◆ Arbeitsauftrag a
Gib den Text über den digitalen Zwilling vollständig und Wort für Wort wieder.
─── Ausgelesener Text ───
Macht der digitale Zwilling den physischen Prototyp überflüssig?

Bei VAF ist man sich sicher, dass Softwarestandards und Funktionen, die nicht von unmessbaren, physisch-realen Faktoren beeinflusst werden, bald vollständig am digitalen Zwilling der Prototypen getestet und auf die Anlage und Zellen der neuen Fertigungslinie übertragen werden. „Der physische Aufbau einer Musteranlage könnte damit in vielen Fällen obsolet werden“, so Dehlinger. Für SPN sind physische Prototypen derzeit noch ein notwendiges Mittel, um die Getriebeauslegung und -simulation zu verifizieren. „Aber in Zukunft werden die digitalen Werkzeuge und Simulationsmethoden deutlich besser und auch benutzerfreundlicher. Die Umsetzung von physischen Prototypen wird nicht immer nötig sein“, ist Hubel überzeugt.
─── Bereitgestellte Datensätze ───
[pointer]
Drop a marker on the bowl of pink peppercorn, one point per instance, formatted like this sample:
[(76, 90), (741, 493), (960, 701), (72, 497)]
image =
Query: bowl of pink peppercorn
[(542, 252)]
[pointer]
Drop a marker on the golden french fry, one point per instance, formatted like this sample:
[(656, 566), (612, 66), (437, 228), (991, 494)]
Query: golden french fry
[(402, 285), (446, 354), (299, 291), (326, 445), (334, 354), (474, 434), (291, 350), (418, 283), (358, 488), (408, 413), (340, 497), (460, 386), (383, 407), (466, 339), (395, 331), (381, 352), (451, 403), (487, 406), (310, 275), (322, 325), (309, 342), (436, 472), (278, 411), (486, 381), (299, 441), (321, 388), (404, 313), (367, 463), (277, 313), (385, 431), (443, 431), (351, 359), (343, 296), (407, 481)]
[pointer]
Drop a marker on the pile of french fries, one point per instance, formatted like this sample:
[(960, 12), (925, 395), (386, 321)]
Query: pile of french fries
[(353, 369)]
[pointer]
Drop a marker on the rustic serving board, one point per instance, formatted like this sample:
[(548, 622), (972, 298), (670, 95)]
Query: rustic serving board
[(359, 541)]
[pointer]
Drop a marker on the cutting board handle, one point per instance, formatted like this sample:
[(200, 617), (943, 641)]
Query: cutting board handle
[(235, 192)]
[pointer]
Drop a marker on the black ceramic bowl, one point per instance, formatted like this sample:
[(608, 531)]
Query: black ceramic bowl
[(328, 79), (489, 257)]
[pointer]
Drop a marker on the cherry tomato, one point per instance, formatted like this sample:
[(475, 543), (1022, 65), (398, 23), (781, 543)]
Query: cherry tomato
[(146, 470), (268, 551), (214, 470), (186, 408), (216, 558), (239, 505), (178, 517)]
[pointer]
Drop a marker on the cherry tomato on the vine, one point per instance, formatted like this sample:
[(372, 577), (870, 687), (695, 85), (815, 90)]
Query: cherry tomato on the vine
───
◆ Arbeitsauftrag b
Schreib die Datensätze vom Anfang bis einschließlich der Zeile mit „[(542, 252)]“ noch einmal ab und setz dabei „Place a marker“ an die Stelle von „Drop a marker“. Alles andere bleibt gleich.

◆ Musterlösung a
Macht der digitale Zwilling den physischen Prototyp überflüssig?

Bei VAF ist man sich sicher, dass Softwarestandards und Funktionen, die nicht von unmessbaren, physisch-realen Faktoren beeinflusst werden, bald vollständig am digitalen Zwilling der Prototypen getestet und auf die Anlage und Zellen der neuen Fertigungslinie übertragen werden. „Der physische Aufbau einer Musteranlage könnte damit in vielen Fällen obsolet werden“, so Dehlinger. Für SPN sind physische Prototypen derzeit noch ein notwendiges Mittel, um die Getriebeauslegung und -simulation zu verifizieren. „Aber in Zukunft werden die digitalen Werkzeuge und Simulationsmethoden deutlich besser und auch benutzerfreundlicher. Die Umsetzung von physischen Prototypen wird nicht immer nötig sein“, ist Hubel überzeugt.

◆ Musterlösung b
[pointer]
Place a marker on the bowl of pink peppercorn, one point per instance, formatted like this sample:
[(76, 90), (741, 493), (960, 701), (72, 497)]
image =
Query: bowl of pink peppercorn
[(542, 252)]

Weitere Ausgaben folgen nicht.